=== TO BE DONE ===
Rewrite the items from the line containing "of the blue" through the end of the items as a two-column CSV with the headers instruction and response. Each row holds one item's text and its answer, each in a single quoted field, with line breaks replaced by spaces.

=== DATA SUPPLIED ===
########################################
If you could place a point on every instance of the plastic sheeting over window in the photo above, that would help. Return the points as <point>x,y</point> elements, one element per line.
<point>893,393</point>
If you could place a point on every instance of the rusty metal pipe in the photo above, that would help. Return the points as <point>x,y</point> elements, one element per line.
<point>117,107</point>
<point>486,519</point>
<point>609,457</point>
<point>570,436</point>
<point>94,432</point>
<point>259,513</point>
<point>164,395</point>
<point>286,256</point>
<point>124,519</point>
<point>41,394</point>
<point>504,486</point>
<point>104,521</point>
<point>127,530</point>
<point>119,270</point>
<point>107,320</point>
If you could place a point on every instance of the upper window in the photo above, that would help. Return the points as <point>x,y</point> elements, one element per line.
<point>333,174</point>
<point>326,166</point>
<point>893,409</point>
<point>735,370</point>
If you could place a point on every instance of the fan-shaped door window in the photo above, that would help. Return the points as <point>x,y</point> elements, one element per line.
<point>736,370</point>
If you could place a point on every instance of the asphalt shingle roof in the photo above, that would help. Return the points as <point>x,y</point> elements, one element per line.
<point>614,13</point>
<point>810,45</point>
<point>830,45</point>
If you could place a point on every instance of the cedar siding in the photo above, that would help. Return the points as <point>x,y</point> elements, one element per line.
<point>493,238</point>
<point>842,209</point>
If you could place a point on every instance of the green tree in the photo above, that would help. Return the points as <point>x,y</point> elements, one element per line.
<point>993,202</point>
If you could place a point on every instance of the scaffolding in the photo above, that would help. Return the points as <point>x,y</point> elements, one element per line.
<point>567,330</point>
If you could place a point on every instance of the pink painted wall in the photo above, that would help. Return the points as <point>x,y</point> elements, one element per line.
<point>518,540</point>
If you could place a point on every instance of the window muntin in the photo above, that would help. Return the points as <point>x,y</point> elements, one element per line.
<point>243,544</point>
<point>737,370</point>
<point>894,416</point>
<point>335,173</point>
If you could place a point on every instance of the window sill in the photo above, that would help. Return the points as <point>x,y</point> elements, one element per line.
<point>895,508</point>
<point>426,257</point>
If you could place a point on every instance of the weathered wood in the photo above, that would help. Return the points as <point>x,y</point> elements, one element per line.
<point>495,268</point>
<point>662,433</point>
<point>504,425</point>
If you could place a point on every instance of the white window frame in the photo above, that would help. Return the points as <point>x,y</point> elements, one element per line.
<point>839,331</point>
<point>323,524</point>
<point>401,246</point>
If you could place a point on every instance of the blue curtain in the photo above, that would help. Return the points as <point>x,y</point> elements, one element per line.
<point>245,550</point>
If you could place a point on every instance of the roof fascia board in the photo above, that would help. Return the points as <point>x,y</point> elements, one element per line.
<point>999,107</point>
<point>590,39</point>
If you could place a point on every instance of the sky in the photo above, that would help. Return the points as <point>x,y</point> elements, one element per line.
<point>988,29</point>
########################################
=== OUTPUT FOR THIS EXERCISE ===
instruction,response
"If you could place a point on every instance of the blue curtain in the photo above, that would help. Return the points as <point>x,y</point> elements, one element per line.","<point>245,550</point>"
"If you could place a point on every instance of the roof fascia board in the photo above, that would help. Return the points as <point>x,y</point> elements, one element per line.","<point>999,107</point> <point>590,39</point>"
"If you could place a point on every instance of the sky in the photo above, that would help. Return the points as <point>x,y</point> elements, one element per line.","<point>988,29</point>"